** START Extracted records **

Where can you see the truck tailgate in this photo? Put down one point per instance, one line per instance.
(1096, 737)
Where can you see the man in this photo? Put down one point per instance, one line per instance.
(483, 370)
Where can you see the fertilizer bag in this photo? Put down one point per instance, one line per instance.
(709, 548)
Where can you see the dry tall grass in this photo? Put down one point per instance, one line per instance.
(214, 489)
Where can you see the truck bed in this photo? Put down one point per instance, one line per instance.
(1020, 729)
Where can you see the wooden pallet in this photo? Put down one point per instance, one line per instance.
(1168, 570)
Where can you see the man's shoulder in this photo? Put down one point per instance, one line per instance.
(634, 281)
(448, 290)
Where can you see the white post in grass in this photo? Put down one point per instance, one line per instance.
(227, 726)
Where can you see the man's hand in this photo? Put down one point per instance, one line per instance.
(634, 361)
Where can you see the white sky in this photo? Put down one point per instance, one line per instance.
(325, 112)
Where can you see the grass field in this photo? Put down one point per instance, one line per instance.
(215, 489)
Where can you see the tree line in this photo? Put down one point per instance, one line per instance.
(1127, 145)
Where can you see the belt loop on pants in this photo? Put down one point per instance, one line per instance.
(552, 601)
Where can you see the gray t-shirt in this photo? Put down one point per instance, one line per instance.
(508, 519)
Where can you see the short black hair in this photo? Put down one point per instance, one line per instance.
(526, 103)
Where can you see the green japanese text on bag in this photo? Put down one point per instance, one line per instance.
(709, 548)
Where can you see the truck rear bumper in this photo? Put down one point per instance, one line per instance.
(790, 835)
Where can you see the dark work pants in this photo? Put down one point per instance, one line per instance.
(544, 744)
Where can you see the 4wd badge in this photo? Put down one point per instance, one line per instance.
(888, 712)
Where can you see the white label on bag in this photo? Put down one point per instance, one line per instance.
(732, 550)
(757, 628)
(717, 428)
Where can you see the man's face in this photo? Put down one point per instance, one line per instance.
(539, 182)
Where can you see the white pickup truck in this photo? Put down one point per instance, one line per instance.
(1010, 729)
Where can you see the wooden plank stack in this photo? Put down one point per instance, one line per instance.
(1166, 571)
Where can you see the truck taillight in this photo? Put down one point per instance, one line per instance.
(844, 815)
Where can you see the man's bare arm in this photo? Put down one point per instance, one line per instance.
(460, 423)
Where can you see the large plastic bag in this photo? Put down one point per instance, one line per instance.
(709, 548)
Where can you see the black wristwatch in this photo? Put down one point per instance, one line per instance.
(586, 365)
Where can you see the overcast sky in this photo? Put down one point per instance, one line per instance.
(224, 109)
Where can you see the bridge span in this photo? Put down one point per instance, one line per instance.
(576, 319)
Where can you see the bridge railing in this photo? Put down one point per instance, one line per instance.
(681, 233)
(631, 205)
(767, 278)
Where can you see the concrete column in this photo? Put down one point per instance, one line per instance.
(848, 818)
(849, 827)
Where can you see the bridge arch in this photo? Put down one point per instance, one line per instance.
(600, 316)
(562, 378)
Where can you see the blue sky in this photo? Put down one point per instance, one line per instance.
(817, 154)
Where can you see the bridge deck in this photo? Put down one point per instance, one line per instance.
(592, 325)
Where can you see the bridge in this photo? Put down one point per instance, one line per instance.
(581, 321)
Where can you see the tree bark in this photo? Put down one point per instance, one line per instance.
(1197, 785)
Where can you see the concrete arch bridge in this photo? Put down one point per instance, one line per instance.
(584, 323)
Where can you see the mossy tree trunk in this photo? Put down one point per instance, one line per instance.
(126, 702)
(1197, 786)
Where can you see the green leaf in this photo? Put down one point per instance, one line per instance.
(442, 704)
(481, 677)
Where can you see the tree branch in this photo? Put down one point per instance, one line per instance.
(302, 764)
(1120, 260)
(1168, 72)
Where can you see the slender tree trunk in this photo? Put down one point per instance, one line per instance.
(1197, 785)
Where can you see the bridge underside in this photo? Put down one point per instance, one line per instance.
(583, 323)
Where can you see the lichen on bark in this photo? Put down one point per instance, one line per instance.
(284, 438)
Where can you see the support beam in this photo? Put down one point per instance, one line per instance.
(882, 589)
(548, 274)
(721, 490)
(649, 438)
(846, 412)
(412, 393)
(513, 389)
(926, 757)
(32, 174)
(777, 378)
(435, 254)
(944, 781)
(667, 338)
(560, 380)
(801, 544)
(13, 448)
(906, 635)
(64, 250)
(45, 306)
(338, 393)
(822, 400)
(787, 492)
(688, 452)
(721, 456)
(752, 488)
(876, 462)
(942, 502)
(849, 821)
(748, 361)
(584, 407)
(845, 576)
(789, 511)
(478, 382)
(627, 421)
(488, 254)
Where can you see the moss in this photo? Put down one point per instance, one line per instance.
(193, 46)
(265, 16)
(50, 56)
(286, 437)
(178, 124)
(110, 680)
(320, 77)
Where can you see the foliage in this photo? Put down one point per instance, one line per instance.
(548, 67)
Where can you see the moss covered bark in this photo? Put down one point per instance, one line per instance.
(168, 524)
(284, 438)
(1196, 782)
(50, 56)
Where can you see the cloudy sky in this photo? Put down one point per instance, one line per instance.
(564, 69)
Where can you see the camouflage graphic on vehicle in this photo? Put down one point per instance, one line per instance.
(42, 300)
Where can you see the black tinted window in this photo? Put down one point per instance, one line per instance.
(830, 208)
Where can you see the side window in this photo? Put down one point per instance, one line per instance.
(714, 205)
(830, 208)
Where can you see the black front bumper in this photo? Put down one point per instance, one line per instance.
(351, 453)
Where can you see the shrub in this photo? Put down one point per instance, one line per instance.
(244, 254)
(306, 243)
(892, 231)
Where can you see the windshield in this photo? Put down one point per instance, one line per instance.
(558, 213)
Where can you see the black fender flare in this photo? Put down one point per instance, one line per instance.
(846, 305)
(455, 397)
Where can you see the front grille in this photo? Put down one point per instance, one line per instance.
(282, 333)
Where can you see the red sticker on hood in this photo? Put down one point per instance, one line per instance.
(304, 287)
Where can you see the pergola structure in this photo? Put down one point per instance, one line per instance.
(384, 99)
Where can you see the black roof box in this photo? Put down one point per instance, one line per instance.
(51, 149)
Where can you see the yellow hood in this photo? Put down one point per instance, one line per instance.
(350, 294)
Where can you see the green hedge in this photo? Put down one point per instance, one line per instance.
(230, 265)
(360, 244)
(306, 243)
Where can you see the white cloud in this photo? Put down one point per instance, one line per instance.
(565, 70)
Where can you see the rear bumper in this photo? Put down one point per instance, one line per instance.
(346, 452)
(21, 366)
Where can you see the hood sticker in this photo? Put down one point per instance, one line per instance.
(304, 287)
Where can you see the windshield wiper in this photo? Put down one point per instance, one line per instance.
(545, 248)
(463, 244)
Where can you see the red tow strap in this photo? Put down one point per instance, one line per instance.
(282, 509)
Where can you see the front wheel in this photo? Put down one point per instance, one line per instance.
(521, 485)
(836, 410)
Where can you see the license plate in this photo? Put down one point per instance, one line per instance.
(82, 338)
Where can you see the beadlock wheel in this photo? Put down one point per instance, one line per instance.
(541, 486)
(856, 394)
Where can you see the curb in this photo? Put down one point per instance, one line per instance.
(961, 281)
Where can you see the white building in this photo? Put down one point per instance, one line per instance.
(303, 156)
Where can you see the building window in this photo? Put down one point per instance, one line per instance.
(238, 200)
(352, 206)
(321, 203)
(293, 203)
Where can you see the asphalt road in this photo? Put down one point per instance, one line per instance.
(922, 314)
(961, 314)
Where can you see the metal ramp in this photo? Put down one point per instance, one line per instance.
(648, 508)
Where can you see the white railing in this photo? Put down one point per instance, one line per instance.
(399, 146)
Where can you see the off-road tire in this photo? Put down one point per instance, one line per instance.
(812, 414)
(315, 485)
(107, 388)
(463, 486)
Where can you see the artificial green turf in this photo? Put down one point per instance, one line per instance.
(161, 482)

** END Extracted records **

**Written task:**
Copy the rows word for word, starting at the line containing "Where can you see the off-road" and continuing through the last line of the rows.

**Exercise result:**
Where can you see the off-road tire in this photo? Put down one point per instance, one line per instance.
(812, 414)
(315, 485)
(107, 388)
(463, 486)
Where can you see the artificial green turf in this photo? Put down one point per instance, one line per instance.
(161, 482)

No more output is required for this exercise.